Task set
[a] Print the thread about home between "We are not unusual" and "I should clck.", inclusive.
[b] Proceed with the thread about home from where it stops.

Selected extract
I'm not making this up so we shall have yet more commo ground, but my house means a lot to me, and an apartment I lived in for 11 years in upper Manhattan did. This house is the center of my existence, and I've been here since December 1983. It is filled with my and my husband's beloved books. I've made it as comfrtable as I can. I've always spent a lot of time in my homes. It contains precious memories. M younger daughter lives with me, in a large room which can accommodate her several projects: movie videos, self-published short fictions, she has taken art ourses too.
We are not unusual for the centrality of one's nest is celebrated in Bachelard, and its loss or destruction an important tragic motif in many books. Think of Fanny Price and Mansfield Park fir a woman's classic. I have an autobiographical blog (I've 3 atWordpress) but am not sure I've dwelt on this house in a knowing major way though I've told how important it's been since my husband died 11 years ago. https://austenreveries.wordpress.com/
Tell me explicitly how much I would have to pay to join in and where I should clck.
Oh dear Ellen, I am not at all surprised you and I have this commonality! I love what you share about your current home and what it means to you, as well as your past apartment. Wonderful thoughts about the centrality of home in literature and philosophy. Indeed, we are not the only ones who feel this way!
I'm looking forward to reading your blog. And good news! You are already a paid subscriber. These essays will already be available to you. I'm so thankful for your presence in this space.
Good that I'm paid up. You've given me a new explicit angle, but first I must rite about the death of my second cat yesterday. I'll be up to it by Monday I hope
Ian and I (so to speak) lost Clarycat this past November; I had a stroke in January -- annus horribilis; death has been visiting my house too often this year
I just counted, and I have had 13 addresses in my life! My first one I lived at until I was one and a half, but my first memory occurred in that house. I associate each one of those dwellings with different major life and world events. Thinking and writing about houses is a rich way to explore what shapes us. Wishing you the best with sharing this project!

Dataset extract
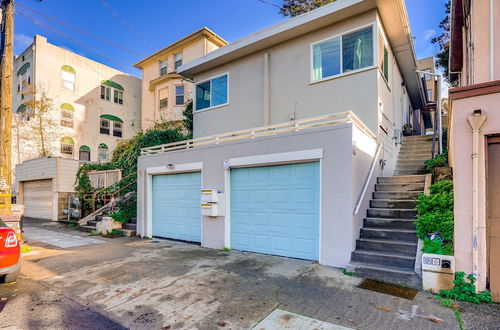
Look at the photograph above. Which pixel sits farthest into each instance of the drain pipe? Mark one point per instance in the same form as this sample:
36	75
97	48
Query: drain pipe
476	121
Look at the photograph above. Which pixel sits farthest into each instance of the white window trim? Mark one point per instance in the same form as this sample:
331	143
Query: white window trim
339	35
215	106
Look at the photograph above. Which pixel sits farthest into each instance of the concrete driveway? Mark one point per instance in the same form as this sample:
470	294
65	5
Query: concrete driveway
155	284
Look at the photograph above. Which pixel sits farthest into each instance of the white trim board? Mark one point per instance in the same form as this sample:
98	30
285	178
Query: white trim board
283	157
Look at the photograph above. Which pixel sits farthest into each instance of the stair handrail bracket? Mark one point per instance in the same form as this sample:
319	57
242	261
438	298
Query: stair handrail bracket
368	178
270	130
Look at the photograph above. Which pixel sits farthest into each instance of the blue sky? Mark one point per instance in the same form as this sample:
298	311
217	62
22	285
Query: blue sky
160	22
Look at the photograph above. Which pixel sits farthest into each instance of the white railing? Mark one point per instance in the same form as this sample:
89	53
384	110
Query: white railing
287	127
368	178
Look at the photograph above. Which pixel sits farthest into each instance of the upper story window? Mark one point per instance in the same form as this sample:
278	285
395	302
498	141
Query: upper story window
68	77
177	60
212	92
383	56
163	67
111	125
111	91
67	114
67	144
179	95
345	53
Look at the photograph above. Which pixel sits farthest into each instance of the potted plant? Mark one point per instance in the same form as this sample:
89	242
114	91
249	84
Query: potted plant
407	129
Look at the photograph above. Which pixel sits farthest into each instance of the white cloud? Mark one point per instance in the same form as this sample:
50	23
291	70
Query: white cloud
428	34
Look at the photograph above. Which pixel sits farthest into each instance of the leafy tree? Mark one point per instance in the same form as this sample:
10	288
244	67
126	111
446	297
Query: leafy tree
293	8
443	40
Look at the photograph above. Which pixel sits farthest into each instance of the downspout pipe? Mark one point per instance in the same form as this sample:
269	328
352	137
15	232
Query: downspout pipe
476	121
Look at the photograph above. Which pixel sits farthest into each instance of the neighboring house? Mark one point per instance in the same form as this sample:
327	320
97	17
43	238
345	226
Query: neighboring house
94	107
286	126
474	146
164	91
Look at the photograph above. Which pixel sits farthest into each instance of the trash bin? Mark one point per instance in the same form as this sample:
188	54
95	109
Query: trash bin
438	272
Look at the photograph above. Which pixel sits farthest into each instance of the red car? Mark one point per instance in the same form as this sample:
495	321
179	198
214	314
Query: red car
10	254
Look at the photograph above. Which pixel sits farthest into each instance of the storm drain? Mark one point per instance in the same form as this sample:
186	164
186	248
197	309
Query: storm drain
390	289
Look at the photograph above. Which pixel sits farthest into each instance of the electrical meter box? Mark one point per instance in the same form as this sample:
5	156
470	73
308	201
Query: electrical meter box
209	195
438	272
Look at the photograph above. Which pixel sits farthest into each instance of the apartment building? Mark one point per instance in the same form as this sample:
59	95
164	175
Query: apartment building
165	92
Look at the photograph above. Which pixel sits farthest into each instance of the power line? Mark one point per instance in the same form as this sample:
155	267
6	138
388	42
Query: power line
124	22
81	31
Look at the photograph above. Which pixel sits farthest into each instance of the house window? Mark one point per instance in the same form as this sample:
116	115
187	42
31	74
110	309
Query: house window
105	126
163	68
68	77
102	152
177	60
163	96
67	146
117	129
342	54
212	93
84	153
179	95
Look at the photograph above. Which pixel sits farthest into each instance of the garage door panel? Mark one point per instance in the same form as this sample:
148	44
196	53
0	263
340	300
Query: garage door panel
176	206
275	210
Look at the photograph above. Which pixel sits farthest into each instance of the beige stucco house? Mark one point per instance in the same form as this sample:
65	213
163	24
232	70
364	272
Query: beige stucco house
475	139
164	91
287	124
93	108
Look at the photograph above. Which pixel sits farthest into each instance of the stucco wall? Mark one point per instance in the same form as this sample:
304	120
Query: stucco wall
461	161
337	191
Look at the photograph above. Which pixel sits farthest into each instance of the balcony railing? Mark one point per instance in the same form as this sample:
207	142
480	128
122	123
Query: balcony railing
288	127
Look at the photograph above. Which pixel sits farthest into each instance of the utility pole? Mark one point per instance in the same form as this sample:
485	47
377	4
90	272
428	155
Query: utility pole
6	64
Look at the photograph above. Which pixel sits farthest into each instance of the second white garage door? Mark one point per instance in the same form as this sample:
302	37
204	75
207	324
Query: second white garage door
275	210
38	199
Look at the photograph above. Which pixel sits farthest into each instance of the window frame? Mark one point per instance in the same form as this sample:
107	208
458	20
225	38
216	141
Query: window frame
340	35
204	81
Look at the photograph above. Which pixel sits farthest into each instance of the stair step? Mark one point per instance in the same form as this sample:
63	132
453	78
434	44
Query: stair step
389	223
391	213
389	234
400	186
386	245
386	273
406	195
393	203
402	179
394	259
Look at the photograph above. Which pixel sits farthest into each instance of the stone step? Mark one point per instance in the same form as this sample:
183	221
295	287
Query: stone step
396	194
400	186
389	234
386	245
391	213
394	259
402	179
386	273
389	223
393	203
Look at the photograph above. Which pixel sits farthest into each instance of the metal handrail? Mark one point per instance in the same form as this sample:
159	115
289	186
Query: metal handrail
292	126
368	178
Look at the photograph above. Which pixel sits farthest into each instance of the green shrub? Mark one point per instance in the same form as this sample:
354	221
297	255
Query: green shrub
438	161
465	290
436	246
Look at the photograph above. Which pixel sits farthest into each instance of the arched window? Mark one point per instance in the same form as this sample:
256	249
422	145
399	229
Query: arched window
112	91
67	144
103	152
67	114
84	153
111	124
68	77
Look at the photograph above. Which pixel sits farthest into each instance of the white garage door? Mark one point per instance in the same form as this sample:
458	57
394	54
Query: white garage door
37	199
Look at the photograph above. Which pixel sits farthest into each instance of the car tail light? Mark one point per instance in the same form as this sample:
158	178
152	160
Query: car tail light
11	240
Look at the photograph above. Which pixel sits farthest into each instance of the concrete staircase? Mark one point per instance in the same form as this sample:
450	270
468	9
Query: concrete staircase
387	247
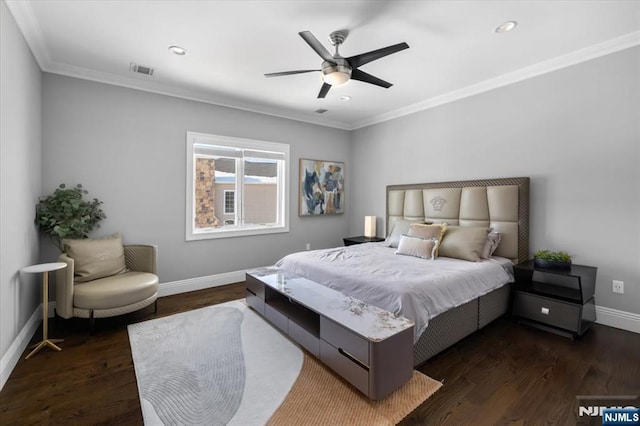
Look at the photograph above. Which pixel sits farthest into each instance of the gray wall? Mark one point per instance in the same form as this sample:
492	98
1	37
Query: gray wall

Answers to the tasks
[a]
We are not unusual for the centrality of one's nest is celebrated in Bachelard, and its loss or destruction an important tragic motif in many books. Think of Fanny Price and Mansfield Park fir a woman's classic. I have an autobiographical blog (I've 3 atWordpress) but am not sure I've dwelt on this house in a knowing major way though I've told how important it's been since my husband died 11 years ago. https://austenreveries.wordpress.com/
Tell me explicitly how much I would have to pay to join in and where I should clck.

[b]
Thank you, Tania! Isn't it satisfying to think of all our homes and what they've meant? Now I wonder what type of form poem would best house a walk-through of our former addresses...?
So much to think about! We still go "home" when we travel to PA :-)! Although I am not sure I would want to live there anymore, there is a belonging part to Lancaster Co!
It's so strange when home isn't home any longer, but it's also still home. Strange and beautiful. I'm thankful for those places that hold a space for us, even after we've gone.
My favorite house was a rental in a small beach town. As a child, I was fascinated by the number of doors...8 total leading outside. A wrap around porch, a servants quarters off the kitchen where me and my cousins slept. A winding staircase. A room.my mom claimed was haunted for the sounds she heard late at night while reading The Turn of the Screw. A screened porch where my grandma taught me to play cards, or tried to. A short path to the bay where a red boat sat on the sand. If I got in that boat and sailed off, where would it take me.
I think about homes a lot (and renovate homes A LOT). My favorite house has been our 1920s brick bungalow. Unfortunately we outgrew it...but the book I started to write was centered around this place!
I want to read that book, Malinda! All the heart eyes for 1920s bungalows... and the sorrow over the houses that are too small to hold us anymore, even if we went back to them.
This resonates and sings so much for me. As I read I found a second string of words forming in my head, words that will need to be written. I've always loved how much houses feature as characters in the works of L.M. Montgomery-- but I always felt a bit sad that I didn't love my homes quite enough. There was always something lacking. They weren't quite... romantic enough. I dreamed of gingerbread victorians, castles, cottages. Instead, I lived in... houses. They were homes, mind you, cozy with loving family, but the physical structures didn't have anything quite as wonderful as the attic room where Meg Murray rode out storms. They didn't have basements or hidden rooms or quaint nooks. I wanted a room where the ceiling slanted at odd angles. I wanted a balcony and a window seat and a cupola. I used to fill notebooks with floor plans for houses-- they always had a tower and a library.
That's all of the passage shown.